> _Action item_: Print every entry word for word, but omit the pictures.

= = = = = = =

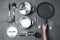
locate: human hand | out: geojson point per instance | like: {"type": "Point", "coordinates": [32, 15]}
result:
{"type": "Point", "coordinates": [44, 27]}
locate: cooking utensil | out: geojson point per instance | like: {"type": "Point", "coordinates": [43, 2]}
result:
{"type": "Point", "coordinates": [36, 35]}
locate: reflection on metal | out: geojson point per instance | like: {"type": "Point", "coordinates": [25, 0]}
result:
{"type": "Point", "coordinates": [25, 8]}
{"type": "Point", "coordinates": [25, 22]}
{"type": "Point", "coordinates": [12, 32]}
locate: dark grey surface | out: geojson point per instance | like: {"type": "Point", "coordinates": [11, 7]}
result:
{"type": "Point", "coordinates": [55, 35]}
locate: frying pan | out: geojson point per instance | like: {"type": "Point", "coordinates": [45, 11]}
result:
{"type": "Point", "coordinates": [45, 10]}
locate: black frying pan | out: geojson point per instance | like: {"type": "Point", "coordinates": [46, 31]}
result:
{"type": "Point", "coordinates": [45, 10]}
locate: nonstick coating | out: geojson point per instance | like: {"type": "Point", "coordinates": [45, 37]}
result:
{"type": "Point", "coordinates": [45, 10]}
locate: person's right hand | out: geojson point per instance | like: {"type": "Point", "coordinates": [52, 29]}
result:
{"type": "Point", "coordinates": [44, 27]}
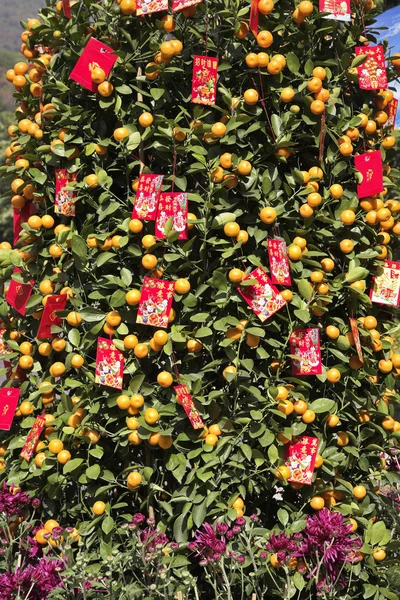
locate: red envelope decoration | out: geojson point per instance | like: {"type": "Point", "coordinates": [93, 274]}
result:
{"type": "Point", "coordinates": [386, 286]}
{"type": "Point", "coordinates": [8, 403]}
{"type": "Point", "coordinates": [64, 199]}
{"type": "Point", "coordinates": [391, 110]}
{"type": "Point", "coordinates": [254, 17]}
{"type": "Point", "coordinates": [300, 457]}
{"type": "Point", "coordinates": [181, 4]}
{"type": "Point", "coordinates": [372, 73]}
{"type": "Point", "coordinates": [172, 204]}
{"type": "Point", "coordinates": [67, 8]}
{"type": "Point", "coordinates": [19, 293]}
{"type": "Point", "coordinates": [339, 9]}
{"type": "Point", "coordinates": [204, 80]}
{"type": "Point", "coordinates": [155, 302]}
{"type": "Point", "coordinates": [109, 364]}
{"type": "Point", "coordinates": [263, 298]}
{"type": "Point", "coordinates": [305, 346]}
{"type": "Point", "coordinates": [278, 262]}
{"type": "Point", "coordinates": [371, 169]}
{"type": "Point", "coordinates": [147, 197]}
{"type": "Point", "coordinates": [185, 399]}
{"type": "Point", "coordinates": [49, 316]}
{"type": "Point", "coordinates": [33, 438]}
{"type": "Point", "coordinates": [95, 54]}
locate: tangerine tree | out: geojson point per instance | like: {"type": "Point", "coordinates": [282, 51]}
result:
{"type": "Point", "coordinates": [269, 159]}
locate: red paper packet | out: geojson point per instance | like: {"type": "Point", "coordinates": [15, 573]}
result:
{"type": "Point", "coordinates": [19, 293]}
{"type": "Point", "coordinates": [186, 401]}
{"type": "Point", "coordinates": [181, 4]}
{"type": "Point", "coordinates": [8, 403]}
{"type": "Point", "coordinates": [356, 336]}
{"type": "Point", "coordinates": [95, 54]}
{"type": "Point", "coordinates": [49, 316]}
{"type": "Point", "coordinates": [254, 17]}
{"type": "Point", "coordinates": [386, 286]}
{"type": "Point", "coordinates": [33, 438]}
{"type": "Point", "coordinates": [391, 110]}
{"type": "Point", "coordinates": [300, 457]}
{"type": "Point", "coordinates": [278, 262]}
{"type": "Point", "coordinates": [371, 168]}
{"type": "Point", "coordinates": [147, 197]}
{"type": "Point", "coordinates": [339, 9]}
{"type": "Point", "coordinates": [264, 298]}
{"type": "Point", "coordinates": [67, 8]}
{"type": "Point", "coordinates": [172, 204]}
{"type": "Point", "coordinates": [305, 345]}
{"type": "Point", "coordinates": [372, 73]}
{"type": "Point", "coordinates": [109, 364]}
{"type": "Point", "coordinates": [204, 80]}
{"type": "Point", "coordinates": [155, 302]}
{"type": "Point", "coordinates": [64, 199]}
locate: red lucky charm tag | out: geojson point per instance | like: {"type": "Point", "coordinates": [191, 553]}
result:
{"type": "Point", "coordinates": [391, 110]}
{"type": "Point", "coordinates": [356, 336]}
{"type": "Point", "coordinates": [64, 200]}
{"type": "Point", "coordinates": [278, 262]}
{"type": "Point", "coordinates": [300, 457]}
{"type": "Point", "coordinates": [172, 204]}
{"type": "Point", "coordinates": [8, 403]}
{"type": "Point", "coordinates": [306, 352]}
{"type": "Point", "coordinates": [204, 80]}
{"type": "Point", "coordinates": [155, 302]}
{"type": "Point", "coordinates": [33, 437]}
{"type": "Point", "coordinates": [147, 197]}
{"type": "Point", "coordinates": [338, 9]}
{"type": "Point", "coordinates": [146, 7]}
{"type": "Point", "coordinates": [263, 298]}
{"type": "Point", "coordinates": [181, 4]}
{"type": "Point", "coordinates": [371, 169]}
{"type": "Point", "coordinates": [49, 316]}
{"type": "Point", "coordinates": [254, 17]}
{"type": "Point", "coordinates": [186, 401]}
{"type": "Point", "coordinates": [19, 293]}
{"type": "Point", "coordinates": [372, 73]}
{"type": "Point", "coordinates": [94, 55]}
{"type": "Point", "coordinates": [386, 286]}
{"type": "Point", "coordinates": [109, 364]}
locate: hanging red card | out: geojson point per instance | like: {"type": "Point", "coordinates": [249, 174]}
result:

= = = = = = =

> _Reply to the task_:
locate: human hand | out: geojson point per instance | like: {"type": "Point", "coordinates": [32, 15]}
result:
{"type": "Point", "coordinates": [44, 27]}
locate: cooking utensil | out: geojson point per instance | like: {"type": "Point", "coordinates": [43, 2]}
result:
{"type": "Point", "coordinates": [36, 35]}
locate: reflection on metal | out: geojson point per instance | like: {"type": "Point", "coordinates": [25, 0]}
result:
{"type": "Point", "coordinates": [25, 8]}
{"type": "Point", "coordinates": [25, 22]}
{"type": "Point", "coordinates": [12, 32]}
locate: dark grey surface | out: geojson point per instance | like: {"type": "Point", "coordinates": [11, 7]}
result:
{"type": "Point", "coordinates": [55, 35]}
locate: frying pan | out: geojson point per instance | like: {"type": "Point", "coordinates": [45, 11]}
result:
{"type": "Point", "coordinates": [45, 10]}
locate: black frying pan | out: geojson point per instance | like: {"type": "Point", "coordinates": [46, 31]}
result:
{"type": "Point", "coordinates": [45, 10]}
locate: nonstick coating | out: geojson point per instance | like: {"type": "Point", "coordinates": [45, 37]}
result:
{"type": "Point", "coordinates": [45, 10]}
locate: person's right hand | out: geojson point per instance | like: {"type": "Point", "coordinates": [52, 29]}
result:
{"type": "Point", "coordinates": [44, 27]}
locate: red envelope decoration | out: geojson point per instance | like: {"type": "Point", "coordinates": [93, 274]}
result:
{"type": "Point", "coordinates": [386, 286]}
{"type": "Point", "coordinates": [8, 403]}
{"type": "Point", "coordinates": [64, 199]}
{"type": "Point", "coordinates": [391, 110]}
{"type": "Point", "coordinates": [254, 17]}
{"type": "Point", "coordinates": [300, 457]}
{"type": "Point", "coordinates": [181, 4]}
{"type": "Point", "coordinates": [372, 73]}
{"type": "Point", "coordinates": [172, 204]}
{"type": "Point", "coordinates": [67, 8]}
{"type": "Point", "coordinates": [19, 293]}
{"type": "Point", "coordinates": [339, 9]}
{"type": "Point", "coordinates": [204, 80]}
{"type": "Point", "coordinates": [155, 302]}
{"type": "Point", "coordinates": [109, 364]}
{"type": "Point", "coordinates": [263, 298]}
{"type": "Point", "coordinates": [305, 346]}
{"type": "Point", "coordinates": [278, 262]}
{"type": "Point", "coordinates": [371, 169]}
{"type": "Point", "coordinates": [147, 197]}
{"type": "Point", "coordinates": [185, 399]}
{"type": "Point", "coordinates": [49, 316]}
{"type": "Point", "coordinates": [33, 438]}
{"type": "Point", "coordinates": [95, 54]}
locate: tangerine tree | out: geojson point per instance | like: {"type": "Point", "coordinates": [282, 51]}
result:
{"type": "Point", "coordinates": [269, 159]}
locate: red paper packet | out: geojson point per instance | like: {"type": "Point", "coordinates": [15, 573]}
result:
{"type": "Point", "coordinates": [19, 293]}
{"type": "Point", "coordinates": [186, 401]}
{"type": "Point", "coordinates": [181, 4]}
{"type": "Point", "coordinates": [8, 403]}
{"type": "Point", "coordinates": [356, 336]}
{"type": "Point", "coordinates": [95, 54]}
{"type": "Point", "coordinates": [49, 316]}
{"type": "Point", "coordinates": [254, 17]}
{"type": "Point", "coordinates": [386, 286]}
{"type": "Point", "coordinates": [33, 438]}
{"type": "Point", "coordinates": [391, 110]}
{"type": "Point", "coordinates": [300, 457]}
{"type": "Point", "coordinates": [278, 262]}
{"type": "Point", "coordinates": [371, 168]}
{"type": "Point", "coordinates": [147, 197]}
{"type": "Point", "coordinates": [339, 9]}
{"type": "Point", "coordinates": [264, 298]}
{"type": "Point", "coordinates": [67, 8]}
{"type": "Point", "coordinates": [172, 204]}
{"type": "Point", "coordinates": [305, 345]}
{"type": "Point", "coordinates": [372, 73]}
{"type": "Point", "coordinates": [109, 364]}
{"type": "Point", "coordinates": [204, 80]}
{"type": "Point", "coordinates": [155, 302]}
{"type": "Point", "coordinates": [64, 199]}
locate: red lucky charm tag | out: geojson point per instance | like: {"type": "Point", "coordinates": [191, 553]}
result:
{"type": "Point", "coordinates": [391, 110]}
{"type": "Point", "coordinates": [356, 336]}
{"type": "Point", "coordinates": [64, 200]}
{"type": "Point", "coordinates": [278, 262]}
{"type": "Point", "coordinates": [300, 457]}
{"type": "Point", "coordinates": [172, 204]}
{"type": "Point", "coordinates": [8, 403]}
{"type": "Point", "coordinates": [306, 352]}
{"type": "Point", "coordinates": [204, 80]}
{"type": "Point", "coordinates": [155, 302]}
{"type": "Point", "coordinates": [33, 437]}
{"type": "Point", "coordinates": [147, 197]}
{"type": "Point", "coordinates": [338, 9]}
{"type": "Point", "coordinates": [146, 7]}
{"type": "Point", "coordinates": [263, 298]}
{"type": "Point", "coordinates": [181, 4]}
{"type": "Point", "coordinates": [371, 169]}
{"type": "Point", "coordinates": [49, 316]}
{"type": "Point", "coordinates": [254, 17]}
{"type": "Point", "coordinates": [186, 401]}
{"type": "Point", "coordinates": [19, 293]}
{"type": "Point", "coordinates": [372, 73]}
{"type": "Point", "coordinates": [94, 55]}
{"type": "Point", "coordinates": [386, 286]}
{"type": "Point", "coordinates": [109, 364]}
locate: hanging red card | out: geojson point per instance | like: {"type": "Point", "coordinates": [249, 174]}
result:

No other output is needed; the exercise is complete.